BEGIN
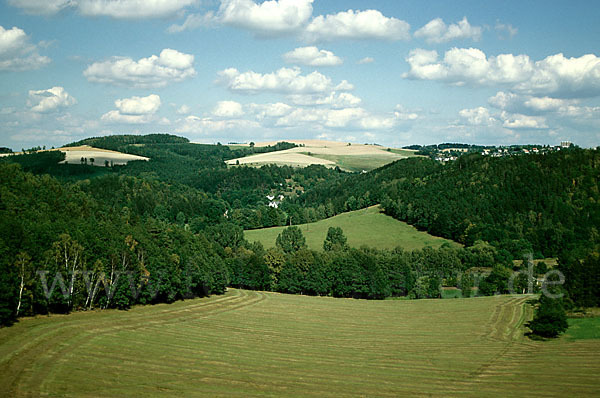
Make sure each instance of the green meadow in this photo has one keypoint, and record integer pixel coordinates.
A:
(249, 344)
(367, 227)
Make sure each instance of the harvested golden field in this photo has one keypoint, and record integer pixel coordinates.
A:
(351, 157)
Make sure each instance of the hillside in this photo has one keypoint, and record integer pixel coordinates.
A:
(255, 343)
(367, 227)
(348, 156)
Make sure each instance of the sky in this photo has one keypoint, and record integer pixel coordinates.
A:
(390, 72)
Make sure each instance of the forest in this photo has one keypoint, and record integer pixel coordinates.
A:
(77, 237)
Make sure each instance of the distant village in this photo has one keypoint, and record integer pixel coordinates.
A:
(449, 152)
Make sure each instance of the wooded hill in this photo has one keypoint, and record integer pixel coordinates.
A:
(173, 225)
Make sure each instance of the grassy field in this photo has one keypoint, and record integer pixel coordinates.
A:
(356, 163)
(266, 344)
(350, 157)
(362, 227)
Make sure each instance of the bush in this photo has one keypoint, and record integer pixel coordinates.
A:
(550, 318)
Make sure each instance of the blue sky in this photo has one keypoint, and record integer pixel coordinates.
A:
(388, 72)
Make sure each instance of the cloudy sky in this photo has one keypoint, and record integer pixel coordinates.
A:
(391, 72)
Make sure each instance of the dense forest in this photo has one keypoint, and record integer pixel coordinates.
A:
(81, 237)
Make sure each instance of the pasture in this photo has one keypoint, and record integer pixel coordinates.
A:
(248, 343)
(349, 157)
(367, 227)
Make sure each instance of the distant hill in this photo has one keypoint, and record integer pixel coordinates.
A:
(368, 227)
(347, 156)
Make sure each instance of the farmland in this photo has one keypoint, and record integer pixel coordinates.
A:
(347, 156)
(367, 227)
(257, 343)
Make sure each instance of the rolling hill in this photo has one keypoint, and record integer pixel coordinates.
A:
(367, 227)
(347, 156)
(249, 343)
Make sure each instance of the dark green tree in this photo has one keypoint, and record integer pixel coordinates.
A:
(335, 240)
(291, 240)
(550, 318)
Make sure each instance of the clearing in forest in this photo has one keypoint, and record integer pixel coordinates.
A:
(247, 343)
END
BEGIN
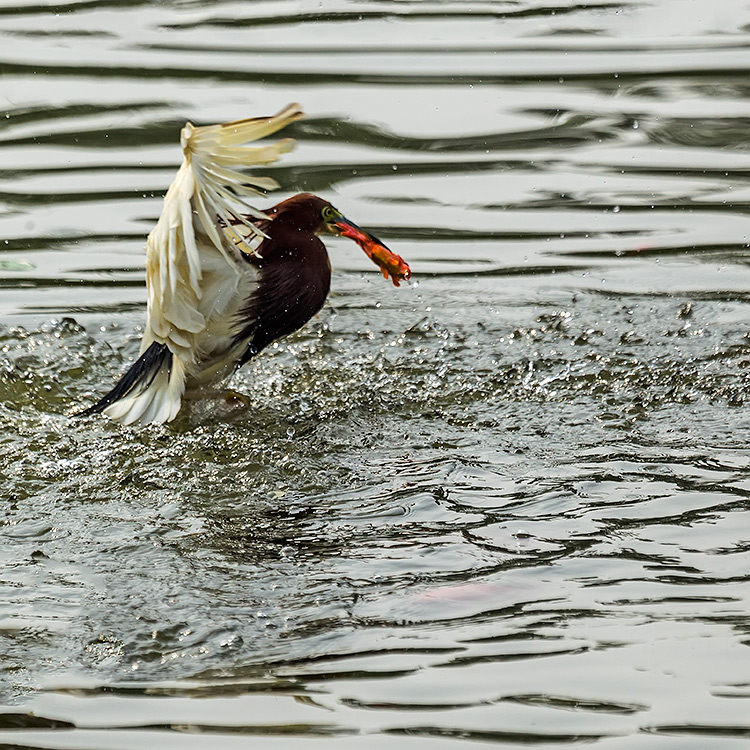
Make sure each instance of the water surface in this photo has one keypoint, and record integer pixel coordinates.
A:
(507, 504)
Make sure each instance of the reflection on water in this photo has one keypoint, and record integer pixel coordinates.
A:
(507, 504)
END
Start with the line above that contains "Make sure each instance of the hillside" and end with the line that contains "Make sure each instance of the sky". Write out those lines exactly, and only those.

* Response to the task:
Make sure each instance of the hillside in this photo has one keypoint, and record integer pixel coordinates.
A:
(255, 343)
(367, 227)
(348, 156)
Make sure each instance of the sky in this photo has one keypoint, and record integer pixel coordinates.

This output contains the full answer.